Les années ont passé depuis ces jours heureux où, petite fille, elle trottinait, avec ses sœurs, de salle en salle, semant le gazouillis de leurs confidences et les exclamations de leurs insatiables découvertes.

La Garanterie! C’était d’abord cette immense maison, où l’on se perdait, tant il était de réduits, de cachettes, d’escaliers secrets, de chambres et de couloirs!

Sa façade sud, percée de hautes fenêtres, s’ouvrait surtout sur un univers immense de campagne, panorama frémissant de vie et de lumière, mais sans demeure en vue, sinon cette petite chapelle de la Garanterie éloignée et mi-cachée derrière les arbres, et Tinchebray, qui devait être là-bas, au-delà de la ligne d’horizon.

La Garanterie, c’était aussi, quand on montait à l’étage, le couloir sur lequel s’ouvrait chaque chambre et qui donnait vue sur le nord cette fois. Et là s’éparpillaient les bâtiments, les fermes, le colombier, et ce fourmillement des “gens” de la Garanterie...

Et si on se penchait à une des fenêtres vers la gauche, on entrevoyait la Sallerie!

La SALLERIE! Quelle évocation! Quel choc!

Pourquoi ne se parle-t-on pas d’un côté et de l’autre de cette mare mystérieuse, qui sépare au lieu d’unir? Les oies, en caquetant dans un jeu d’ailes déployées nagent bien, elles, d’une rive à l’autre, sans éprouver d’appréhension, si ce n’est leur air de bêtes ahuries.

Pourquoi faut-il que les humains seuls s’évitent, se dérobent, se détournent quand par hasard ceux de la Sallerie sortent de “chez eux” à quelques pas de la mare?

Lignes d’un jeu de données

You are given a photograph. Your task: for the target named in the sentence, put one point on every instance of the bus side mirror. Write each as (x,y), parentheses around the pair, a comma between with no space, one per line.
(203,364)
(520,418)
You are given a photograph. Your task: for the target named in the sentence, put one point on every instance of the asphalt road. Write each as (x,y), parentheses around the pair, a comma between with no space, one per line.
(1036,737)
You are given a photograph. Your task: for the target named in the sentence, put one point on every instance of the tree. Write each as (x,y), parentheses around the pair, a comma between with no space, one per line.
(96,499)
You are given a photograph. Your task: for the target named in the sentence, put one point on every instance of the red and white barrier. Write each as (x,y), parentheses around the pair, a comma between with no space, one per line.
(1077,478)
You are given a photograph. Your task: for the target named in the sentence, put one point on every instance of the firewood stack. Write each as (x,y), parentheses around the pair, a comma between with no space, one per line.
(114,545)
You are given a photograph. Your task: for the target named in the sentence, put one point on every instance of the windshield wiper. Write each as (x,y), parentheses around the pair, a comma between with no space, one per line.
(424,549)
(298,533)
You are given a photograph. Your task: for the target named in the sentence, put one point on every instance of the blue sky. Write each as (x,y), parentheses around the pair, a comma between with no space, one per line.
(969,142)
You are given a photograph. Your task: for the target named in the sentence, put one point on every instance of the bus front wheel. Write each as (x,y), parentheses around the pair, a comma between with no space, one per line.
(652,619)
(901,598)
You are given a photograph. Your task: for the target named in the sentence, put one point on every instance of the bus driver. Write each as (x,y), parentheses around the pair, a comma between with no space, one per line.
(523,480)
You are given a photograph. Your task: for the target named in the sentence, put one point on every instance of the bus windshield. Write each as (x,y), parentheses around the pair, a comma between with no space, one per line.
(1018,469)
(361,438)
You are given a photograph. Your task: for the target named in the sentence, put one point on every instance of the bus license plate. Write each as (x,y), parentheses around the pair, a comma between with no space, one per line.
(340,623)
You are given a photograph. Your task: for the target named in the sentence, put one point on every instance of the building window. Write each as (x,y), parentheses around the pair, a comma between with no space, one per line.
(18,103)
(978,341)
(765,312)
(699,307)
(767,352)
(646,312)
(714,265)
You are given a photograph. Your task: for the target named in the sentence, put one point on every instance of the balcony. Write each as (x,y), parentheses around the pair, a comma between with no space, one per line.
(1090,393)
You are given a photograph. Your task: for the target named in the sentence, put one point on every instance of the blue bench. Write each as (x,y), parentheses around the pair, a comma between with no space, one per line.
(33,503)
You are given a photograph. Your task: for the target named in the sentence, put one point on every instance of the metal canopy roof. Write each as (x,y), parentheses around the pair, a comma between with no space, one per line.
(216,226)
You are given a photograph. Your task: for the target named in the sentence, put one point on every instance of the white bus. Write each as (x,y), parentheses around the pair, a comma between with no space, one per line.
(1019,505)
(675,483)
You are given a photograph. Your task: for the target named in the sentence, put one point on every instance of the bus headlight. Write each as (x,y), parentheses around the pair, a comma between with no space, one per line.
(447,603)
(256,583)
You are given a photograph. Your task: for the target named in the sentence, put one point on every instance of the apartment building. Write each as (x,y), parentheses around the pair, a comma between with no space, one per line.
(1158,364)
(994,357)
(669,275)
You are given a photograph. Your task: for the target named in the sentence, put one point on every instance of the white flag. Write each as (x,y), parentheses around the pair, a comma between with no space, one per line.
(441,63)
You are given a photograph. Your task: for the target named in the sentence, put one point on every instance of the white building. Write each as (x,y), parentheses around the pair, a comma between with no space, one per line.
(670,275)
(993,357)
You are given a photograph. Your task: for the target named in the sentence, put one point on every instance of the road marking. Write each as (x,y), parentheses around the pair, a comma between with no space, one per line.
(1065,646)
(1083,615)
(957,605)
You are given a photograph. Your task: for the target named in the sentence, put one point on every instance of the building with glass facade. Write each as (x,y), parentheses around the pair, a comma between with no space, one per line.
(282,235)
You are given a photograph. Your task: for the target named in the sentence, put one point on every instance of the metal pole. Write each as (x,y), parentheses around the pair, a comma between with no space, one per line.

* [Consigne]
Indiquez si chacune des affirmations suivantes concorde avec l’extrait sur la Garanterie, en répondant par oui ou par non et en citant les mots décisifs du texte. 1. Le couloir de l’étage offrait une vue vers le nord. 2. Les oies évitent de traverser la mare. 3. La façade sud était percée de petites fenêtres.

* [Réponse attendue]
1. Oui : « qui donnait vue sur le nord cette fois »
2. Non : « nagent bien, elles, d’une rive à l’autre, sans éprouver d’appréhension »
3. Non : « percée de hautes fenêtres »